[SET TASK] Pull out every line of the material that contains the string "grass", matching case exactly.

Raw records
"""

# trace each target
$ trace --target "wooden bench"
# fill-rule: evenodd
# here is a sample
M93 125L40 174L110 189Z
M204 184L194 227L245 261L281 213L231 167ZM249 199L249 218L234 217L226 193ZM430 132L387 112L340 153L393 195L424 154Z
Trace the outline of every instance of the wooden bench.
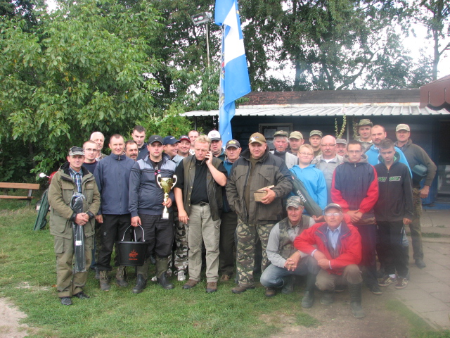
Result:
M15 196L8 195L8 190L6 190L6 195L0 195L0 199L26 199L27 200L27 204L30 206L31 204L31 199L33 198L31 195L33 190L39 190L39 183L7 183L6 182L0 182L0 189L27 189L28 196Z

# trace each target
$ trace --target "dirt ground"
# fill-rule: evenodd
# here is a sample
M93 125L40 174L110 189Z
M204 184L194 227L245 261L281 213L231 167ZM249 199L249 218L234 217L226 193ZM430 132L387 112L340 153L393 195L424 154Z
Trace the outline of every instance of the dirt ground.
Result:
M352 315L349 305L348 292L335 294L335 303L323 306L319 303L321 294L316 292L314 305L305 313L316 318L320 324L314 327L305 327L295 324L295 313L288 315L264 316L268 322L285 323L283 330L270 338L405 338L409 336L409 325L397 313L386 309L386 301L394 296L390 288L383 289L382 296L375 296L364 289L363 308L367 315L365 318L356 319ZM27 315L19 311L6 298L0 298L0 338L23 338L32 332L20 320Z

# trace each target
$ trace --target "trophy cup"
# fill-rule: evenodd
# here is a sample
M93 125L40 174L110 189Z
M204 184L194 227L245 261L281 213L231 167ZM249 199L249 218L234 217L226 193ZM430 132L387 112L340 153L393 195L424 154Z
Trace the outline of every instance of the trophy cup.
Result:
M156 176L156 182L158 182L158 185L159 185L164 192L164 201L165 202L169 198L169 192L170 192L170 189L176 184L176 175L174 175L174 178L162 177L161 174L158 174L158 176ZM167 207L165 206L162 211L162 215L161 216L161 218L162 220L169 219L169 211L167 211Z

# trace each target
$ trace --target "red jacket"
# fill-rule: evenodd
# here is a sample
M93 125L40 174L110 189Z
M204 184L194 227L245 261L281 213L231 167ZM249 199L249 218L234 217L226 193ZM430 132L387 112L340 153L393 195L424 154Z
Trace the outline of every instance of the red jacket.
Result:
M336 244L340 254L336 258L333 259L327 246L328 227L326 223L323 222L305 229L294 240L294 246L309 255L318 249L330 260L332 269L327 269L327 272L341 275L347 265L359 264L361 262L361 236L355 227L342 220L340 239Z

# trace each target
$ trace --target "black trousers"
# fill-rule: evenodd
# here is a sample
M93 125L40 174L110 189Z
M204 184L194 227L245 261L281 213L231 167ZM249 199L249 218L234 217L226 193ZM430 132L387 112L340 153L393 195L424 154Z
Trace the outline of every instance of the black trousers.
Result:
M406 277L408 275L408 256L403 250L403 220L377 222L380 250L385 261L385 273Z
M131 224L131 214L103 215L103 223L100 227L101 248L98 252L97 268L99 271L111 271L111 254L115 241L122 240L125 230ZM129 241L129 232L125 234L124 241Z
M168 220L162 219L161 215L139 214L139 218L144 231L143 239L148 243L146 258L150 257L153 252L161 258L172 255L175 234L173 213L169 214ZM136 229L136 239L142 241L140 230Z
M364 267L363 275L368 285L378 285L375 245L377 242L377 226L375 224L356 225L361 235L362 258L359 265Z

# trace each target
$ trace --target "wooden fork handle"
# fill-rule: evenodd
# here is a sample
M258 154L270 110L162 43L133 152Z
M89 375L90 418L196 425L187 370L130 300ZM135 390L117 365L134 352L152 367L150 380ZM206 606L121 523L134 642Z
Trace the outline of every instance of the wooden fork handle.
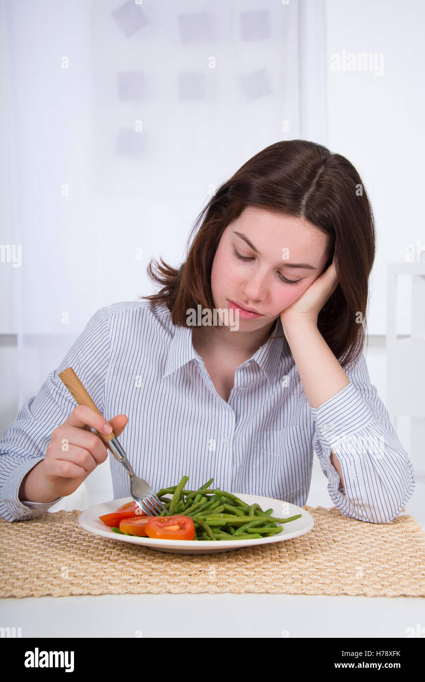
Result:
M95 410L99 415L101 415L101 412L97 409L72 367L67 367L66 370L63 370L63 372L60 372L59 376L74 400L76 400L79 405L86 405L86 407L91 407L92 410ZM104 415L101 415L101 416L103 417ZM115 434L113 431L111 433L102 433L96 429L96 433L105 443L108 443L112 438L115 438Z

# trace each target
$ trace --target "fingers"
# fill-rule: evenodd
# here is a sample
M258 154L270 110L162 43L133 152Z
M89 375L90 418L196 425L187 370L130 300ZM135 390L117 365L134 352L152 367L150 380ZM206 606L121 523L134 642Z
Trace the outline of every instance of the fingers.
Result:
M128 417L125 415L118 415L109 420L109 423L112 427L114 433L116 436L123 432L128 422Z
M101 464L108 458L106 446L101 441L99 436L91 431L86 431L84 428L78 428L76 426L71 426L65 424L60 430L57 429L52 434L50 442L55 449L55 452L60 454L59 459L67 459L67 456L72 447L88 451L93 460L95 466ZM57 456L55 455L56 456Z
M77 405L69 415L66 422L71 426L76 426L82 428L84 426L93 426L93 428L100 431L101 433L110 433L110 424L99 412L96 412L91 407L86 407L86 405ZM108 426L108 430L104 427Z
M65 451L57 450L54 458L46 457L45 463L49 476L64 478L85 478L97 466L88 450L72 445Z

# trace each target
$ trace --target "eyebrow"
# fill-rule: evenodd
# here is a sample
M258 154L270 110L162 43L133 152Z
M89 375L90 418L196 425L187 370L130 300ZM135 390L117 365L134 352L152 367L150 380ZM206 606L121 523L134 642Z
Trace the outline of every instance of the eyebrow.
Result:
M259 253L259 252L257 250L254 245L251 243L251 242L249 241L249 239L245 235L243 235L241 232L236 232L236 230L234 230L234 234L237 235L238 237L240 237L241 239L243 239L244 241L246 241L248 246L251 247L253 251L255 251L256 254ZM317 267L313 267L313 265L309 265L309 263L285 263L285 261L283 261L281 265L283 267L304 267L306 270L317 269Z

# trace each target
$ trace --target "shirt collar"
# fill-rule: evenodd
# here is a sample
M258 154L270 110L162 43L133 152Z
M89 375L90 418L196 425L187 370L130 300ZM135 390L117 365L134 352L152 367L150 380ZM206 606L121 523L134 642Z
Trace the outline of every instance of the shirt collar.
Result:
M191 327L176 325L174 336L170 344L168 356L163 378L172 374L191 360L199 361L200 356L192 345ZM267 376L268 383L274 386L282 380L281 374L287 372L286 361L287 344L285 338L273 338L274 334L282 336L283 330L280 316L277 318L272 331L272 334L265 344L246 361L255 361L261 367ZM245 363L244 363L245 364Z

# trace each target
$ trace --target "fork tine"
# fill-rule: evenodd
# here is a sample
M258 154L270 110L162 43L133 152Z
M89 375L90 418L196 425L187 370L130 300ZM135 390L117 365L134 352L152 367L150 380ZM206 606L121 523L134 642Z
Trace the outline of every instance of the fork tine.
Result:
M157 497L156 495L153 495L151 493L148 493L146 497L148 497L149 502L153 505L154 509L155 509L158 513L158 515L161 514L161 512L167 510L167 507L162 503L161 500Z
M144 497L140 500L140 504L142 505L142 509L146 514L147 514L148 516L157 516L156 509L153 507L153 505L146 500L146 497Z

"""
"""

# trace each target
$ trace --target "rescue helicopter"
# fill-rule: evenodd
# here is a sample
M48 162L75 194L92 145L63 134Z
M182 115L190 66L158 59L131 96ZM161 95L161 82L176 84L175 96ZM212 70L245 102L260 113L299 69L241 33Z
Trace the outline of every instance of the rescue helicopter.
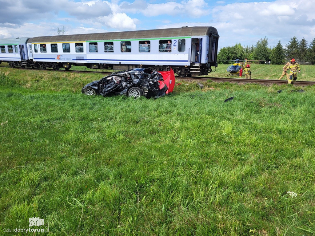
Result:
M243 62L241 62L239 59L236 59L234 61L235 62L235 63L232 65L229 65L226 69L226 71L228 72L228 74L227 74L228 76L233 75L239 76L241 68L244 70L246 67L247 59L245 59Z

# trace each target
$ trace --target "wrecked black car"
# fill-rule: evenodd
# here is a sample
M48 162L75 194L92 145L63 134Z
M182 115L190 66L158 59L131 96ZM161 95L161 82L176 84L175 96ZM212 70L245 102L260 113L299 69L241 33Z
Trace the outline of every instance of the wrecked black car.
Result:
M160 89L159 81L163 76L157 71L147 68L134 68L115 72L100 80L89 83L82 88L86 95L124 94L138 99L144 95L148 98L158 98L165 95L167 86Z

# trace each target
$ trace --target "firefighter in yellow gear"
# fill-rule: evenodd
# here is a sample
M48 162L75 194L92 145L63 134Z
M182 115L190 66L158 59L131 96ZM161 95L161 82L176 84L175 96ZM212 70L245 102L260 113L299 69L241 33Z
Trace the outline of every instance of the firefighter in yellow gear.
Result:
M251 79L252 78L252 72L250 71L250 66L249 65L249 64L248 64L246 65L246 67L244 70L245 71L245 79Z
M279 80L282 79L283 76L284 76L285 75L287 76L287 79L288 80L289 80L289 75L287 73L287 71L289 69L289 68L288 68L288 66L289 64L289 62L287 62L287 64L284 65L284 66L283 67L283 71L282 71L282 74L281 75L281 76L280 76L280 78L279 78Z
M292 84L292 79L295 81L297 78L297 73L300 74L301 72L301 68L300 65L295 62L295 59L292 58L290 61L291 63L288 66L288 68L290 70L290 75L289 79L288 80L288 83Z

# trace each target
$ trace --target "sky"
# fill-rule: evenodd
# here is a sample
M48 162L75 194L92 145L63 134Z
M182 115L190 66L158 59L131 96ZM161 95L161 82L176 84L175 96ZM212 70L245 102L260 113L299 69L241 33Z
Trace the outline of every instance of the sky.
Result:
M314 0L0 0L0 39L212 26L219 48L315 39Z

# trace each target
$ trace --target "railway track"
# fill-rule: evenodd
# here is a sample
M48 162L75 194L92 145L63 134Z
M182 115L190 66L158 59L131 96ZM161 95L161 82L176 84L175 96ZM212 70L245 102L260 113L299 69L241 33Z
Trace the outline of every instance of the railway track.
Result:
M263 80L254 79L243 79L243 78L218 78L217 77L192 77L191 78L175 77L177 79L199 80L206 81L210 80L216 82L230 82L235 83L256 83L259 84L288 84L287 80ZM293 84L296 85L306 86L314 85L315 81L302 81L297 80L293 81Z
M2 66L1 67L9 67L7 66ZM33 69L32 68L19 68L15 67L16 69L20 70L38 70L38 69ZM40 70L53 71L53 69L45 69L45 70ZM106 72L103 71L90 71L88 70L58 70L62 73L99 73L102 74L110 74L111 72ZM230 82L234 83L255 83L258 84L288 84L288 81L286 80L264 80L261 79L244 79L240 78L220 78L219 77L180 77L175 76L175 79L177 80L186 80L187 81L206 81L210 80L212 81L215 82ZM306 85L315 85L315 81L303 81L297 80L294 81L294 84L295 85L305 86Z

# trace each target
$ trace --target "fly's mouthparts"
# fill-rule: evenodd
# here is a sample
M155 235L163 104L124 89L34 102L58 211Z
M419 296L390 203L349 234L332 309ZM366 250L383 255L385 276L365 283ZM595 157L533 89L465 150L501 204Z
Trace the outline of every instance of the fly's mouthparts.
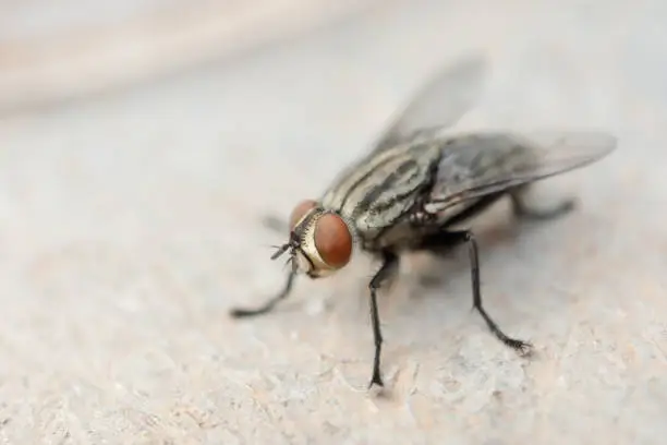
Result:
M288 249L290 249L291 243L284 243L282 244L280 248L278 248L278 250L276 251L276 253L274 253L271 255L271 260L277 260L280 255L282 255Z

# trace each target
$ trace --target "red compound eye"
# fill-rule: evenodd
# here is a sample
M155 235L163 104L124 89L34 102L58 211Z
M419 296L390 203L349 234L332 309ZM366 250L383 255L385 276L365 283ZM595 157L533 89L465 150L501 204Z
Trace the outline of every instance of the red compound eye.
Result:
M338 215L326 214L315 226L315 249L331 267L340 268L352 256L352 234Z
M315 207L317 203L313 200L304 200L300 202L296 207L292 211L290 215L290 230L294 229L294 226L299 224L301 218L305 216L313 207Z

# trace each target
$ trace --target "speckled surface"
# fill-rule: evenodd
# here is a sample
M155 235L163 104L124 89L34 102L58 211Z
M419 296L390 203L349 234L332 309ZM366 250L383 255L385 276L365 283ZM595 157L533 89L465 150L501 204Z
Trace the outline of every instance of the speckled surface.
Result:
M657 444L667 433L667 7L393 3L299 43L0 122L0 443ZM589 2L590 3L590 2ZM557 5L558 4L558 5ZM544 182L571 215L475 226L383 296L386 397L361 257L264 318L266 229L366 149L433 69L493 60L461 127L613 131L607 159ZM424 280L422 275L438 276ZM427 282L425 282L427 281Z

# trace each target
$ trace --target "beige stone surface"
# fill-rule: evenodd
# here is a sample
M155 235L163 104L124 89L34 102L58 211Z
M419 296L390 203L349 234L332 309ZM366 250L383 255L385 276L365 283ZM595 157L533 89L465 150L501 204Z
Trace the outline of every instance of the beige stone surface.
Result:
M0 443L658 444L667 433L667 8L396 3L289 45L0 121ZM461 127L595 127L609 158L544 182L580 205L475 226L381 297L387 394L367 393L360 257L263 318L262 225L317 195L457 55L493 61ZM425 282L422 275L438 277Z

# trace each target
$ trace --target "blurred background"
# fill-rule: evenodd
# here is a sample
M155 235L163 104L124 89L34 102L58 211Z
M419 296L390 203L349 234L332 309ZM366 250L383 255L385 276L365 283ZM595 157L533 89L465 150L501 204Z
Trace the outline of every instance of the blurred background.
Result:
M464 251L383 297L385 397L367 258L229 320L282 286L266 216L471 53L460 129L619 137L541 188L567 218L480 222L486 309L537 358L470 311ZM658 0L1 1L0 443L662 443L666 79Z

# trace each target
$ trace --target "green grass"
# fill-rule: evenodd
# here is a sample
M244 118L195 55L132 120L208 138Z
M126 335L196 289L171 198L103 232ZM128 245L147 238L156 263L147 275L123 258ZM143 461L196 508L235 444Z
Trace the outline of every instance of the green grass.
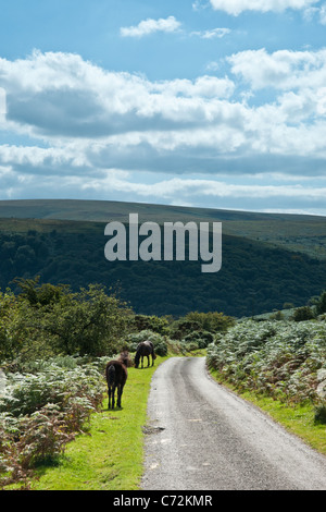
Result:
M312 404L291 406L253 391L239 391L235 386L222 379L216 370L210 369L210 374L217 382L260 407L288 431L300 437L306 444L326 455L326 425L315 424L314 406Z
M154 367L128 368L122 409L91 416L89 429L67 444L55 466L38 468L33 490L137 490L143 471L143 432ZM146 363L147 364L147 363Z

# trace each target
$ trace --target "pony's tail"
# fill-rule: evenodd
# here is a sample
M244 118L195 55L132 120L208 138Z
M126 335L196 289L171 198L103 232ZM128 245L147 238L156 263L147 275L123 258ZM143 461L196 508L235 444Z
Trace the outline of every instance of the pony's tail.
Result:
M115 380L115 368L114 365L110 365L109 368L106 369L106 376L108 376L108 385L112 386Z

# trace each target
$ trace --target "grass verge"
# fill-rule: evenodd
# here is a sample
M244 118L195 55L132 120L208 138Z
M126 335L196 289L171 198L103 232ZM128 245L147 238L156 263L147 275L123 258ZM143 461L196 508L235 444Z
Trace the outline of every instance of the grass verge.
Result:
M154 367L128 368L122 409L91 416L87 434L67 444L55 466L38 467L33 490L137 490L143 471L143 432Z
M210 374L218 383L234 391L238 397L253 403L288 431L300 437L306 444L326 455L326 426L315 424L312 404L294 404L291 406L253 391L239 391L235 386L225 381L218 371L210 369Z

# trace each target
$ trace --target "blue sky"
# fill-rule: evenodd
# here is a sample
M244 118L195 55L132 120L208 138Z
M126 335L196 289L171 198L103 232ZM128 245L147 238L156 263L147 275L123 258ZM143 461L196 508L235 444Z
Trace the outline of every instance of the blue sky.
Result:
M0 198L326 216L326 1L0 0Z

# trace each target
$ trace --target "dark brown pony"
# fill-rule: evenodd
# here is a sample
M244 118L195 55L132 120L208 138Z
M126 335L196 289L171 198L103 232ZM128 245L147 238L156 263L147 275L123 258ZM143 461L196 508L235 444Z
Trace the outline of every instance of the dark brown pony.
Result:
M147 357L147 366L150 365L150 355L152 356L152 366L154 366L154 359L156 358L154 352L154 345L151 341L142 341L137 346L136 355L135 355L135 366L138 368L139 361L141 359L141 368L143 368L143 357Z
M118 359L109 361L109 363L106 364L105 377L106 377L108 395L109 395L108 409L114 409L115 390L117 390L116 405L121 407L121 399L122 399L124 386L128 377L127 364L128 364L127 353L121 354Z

"""
"""

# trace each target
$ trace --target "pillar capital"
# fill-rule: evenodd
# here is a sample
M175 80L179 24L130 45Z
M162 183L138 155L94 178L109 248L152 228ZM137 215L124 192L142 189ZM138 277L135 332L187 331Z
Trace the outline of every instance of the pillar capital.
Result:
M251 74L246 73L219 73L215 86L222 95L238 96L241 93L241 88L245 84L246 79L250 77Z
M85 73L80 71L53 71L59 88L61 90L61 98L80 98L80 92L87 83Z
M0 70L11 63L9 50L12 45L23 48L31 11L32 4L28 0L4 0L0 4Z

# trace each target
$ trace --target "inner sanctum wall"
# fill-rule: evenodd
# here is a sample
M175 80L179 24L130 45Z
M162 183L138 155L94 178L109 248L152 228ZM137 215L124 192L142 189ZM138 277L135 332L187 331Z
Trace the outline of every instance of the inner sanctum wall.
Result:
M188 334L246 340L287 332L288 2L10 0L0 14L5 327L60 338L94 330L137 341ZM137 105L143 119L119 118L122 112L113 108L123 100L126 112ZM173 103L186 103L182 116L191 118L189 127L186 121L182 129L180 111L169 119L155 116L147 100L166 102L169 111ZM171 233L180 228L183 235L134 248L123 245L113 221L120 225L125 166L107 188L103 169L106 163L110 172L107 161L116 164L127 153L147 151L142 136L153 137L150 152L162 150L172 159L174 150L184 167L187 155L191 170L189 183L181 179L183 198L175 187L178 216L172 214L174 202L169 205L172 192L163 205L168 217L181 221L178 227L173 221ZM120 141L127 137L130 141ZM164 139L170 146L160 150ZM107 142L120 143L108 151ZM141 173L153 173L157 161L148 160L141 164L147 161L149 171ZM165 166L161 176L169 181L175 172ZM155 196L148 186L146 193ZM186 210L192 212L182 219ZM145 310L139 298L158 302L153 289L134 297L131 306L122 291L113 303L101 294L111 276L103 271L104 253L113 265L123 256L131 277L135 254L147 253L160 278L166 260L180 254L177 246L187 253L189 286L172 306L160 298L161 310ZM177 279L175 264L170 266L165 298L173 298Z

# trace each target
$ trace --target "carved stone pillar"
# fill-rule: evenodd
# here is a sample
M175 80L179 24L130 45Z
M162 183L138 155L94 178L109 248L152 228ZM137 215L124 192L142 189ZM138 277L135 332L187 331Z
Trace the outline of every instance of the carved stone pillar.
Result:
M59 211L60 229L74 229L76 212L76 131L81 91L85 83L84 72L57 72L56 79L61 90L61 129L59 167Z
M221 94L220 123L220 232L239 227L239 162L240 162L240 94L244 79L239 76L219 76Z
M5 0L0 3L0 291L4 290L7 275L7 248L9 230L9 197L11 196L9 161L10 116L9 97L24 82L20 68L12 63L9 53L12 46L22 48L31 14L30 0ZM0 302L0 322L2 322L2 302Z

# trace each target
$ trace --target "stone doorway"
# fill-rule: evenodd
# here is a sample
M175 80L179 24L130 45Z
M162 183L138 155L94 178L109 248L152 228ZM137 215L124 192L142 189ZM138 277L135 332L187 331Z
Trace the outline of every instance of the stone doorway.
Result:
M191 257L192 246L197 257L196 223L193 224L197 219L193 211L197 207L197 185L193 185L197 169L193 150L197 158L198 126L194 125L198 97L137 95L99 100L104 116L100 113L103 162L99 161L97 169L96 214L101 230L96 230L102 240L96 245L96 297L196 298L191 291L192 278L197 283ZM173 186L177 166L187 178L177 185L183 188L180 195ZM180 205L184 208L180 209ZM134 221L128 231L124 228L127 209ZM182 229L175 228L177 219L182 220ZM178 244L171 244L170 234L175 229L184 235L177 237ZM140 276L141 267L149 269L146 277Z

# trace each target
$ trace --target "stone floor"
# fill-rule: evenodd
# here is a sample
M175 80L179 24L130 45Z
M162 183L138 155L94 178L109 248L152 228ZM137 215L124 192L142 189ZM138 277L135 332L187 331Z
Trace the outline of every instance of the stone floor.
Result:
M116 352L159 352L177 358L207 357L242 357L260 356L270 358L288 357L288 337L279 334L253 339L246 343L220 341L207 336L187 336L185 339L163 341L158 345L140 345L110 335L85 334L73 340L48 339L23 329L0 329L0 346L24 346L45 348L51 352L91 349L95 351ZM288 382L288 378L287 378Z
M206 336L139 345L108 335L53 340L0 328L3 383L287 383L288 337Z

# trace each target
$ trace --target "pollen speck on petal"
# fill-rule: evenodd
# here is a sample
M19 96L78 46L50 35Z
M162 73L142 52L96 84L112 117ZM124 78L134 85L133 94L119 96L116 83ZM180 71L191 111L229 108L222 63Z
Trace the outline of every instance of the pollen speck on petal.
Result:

"""

[SOLUTION TO THE EXERCISE]
$ trace --target "green grass"
Trace the outline of every instance of the green grass.
$ trace --target "grass verge"
Trace the outline of every instance of the grass verge.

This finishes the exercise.